++++ Entries supplied

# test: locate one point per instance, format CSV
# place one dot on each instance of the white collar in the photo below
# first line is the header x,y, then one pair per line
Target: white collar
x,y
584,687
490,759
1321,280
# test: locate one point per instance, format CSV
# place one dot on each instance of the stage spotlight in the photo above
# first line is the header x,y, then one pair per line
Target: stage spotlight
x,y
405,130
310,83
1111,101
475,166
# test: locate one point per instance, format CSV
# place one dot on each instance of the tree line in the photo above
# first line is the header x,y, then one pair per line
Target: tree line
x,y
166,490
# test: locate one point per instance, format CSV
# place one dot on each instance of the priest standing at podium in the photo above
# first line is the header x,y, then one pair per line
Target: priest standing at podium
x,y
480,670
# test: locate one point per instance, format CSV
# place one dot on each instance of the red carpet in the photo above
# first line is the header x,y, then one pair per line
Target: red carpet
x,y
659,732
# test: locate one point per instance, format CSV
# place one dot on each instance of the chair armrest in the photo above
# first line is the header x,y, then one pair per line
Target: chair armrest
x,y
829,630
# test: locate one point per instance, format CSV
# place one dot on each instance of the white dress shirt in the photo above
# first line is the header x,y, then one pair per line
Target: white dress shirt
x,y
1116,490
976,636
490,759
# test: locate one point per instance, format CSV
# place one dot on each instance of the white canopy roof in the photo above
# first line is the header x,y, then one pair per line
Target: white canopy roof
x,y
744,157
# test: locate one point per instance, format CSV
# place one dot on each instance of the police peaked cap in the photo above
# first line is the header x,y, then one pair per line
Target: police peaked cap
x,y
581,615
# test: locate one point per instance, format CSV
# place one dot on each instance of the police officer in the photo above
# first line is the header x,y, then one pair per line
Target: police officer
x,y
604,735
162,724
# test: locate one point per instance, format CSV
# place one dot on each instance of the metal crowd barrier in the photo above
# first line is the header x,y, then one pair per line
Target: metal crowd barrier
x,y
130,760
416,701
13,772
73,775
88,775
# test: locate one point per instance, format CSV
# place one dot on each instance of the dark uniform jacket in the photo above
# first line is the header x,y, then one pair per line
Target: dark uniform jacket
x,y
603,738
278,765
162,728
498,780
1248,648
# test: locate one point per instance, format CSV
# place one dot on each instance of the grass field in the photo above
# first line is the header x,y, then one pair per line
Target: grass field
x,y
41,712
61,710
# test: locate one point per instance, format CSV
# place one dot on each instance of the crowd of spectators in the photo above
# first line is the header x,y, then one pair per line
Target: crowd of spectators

++++++++

**Exercise objective**.
Output all records exactly, with nothing added or dropped.

**Final answer**.
# test: locate one point per instance, format CSV
# place one dot on each instance of the white collar in the photo below
# first line is the header x,y, then one pair per line
Target: white collar
x,y
584,687
490,759
1321,280
# test: locate one point per instance, format CSV
# place one dot on each instance of the stage spotlight in the photo above
# first line is the header x,y, then one pair per line
Target: stage spotlight
x,y
405,130
310,83
1111,101
475,166
# test: locate one point per instance, format CSV
# place one dot on each instance of the tree line in the photo above
# first line is the header x,y, then one pair per line
Target: tree line
x,y
166,490
# test: locate one point per instance, format CSV
# place one dot on each instance of the priest standing at podium in the photo above
# first line is the header x,y, then one pair per line
Target: priest standing at podium
x,y
480,670
# test: locate one point per instance, format CSV
# place one dot on each instance of the red carpet in the photo above
# first line is the header x,y, then one pair per line
Target: red carpet
x,y
659,732
# test: locate one point per instance, format CSV
# place one dot on each instance of the chair armrest in the photo above
# first line is the header x,y, then one pair per line
Target: chair armrest
x,y
829,630
# test: locate one point per instance, format CSV
# place one dot on each instance of the white dress shirt in the photo above
# first line is the header x,y, then one pair per line
Target: white dress shirt
x,y
1116,490
976,636
490,759
# test: locate one point per instance, format CSV
# place one dot on each instance of the white canopy roof in the photo above
# first line is the header x,y, then one pair per line
Target: white canopy roof
x,y
744,157
# test: locate one point per instance, format CSV
# place one dot on each instance of the police peaked cap in the photo above
# first line is the header x,y, then one pair per line
Target: police peaked cap
x,y
581,615
# test: locate one point per instance, format CSV
# place one dot on each instance of the police officer in the photo above
# first line is the header x,y, then one pair per line
Target: police officer
x,y
604,735
162,724
# test: locate one point per instance, format CSV
# place one dot on each instance of the metal crowd barrier in the photo above
# first line is the header x,y, then one pair per line
Target: metal crowd barrier
x,y
130,760
416,701
13,772
73,775
88,775
# test: locate one point per instance, format CSV
# place one dot on each instance of the dark uniform jacket in the photo above
# first line is the header x,y, then one pair per line
Target: dark uniform jacket
x,y
603,738
278,765
162,728
498,780
1248,648
# test: locate one point per instance, format CSV
# place one dot on each instance of the grass field in the photo above
# first line is the header x,y, then one pair per line
Target: grass field
x,y
41,712
61,710
# test: locate one point per instance, format CSV
# place one dot on each instance of the crowd of spectators in the photo above
# first line is the header x,y, then one pair per line
Target: crowd of spectators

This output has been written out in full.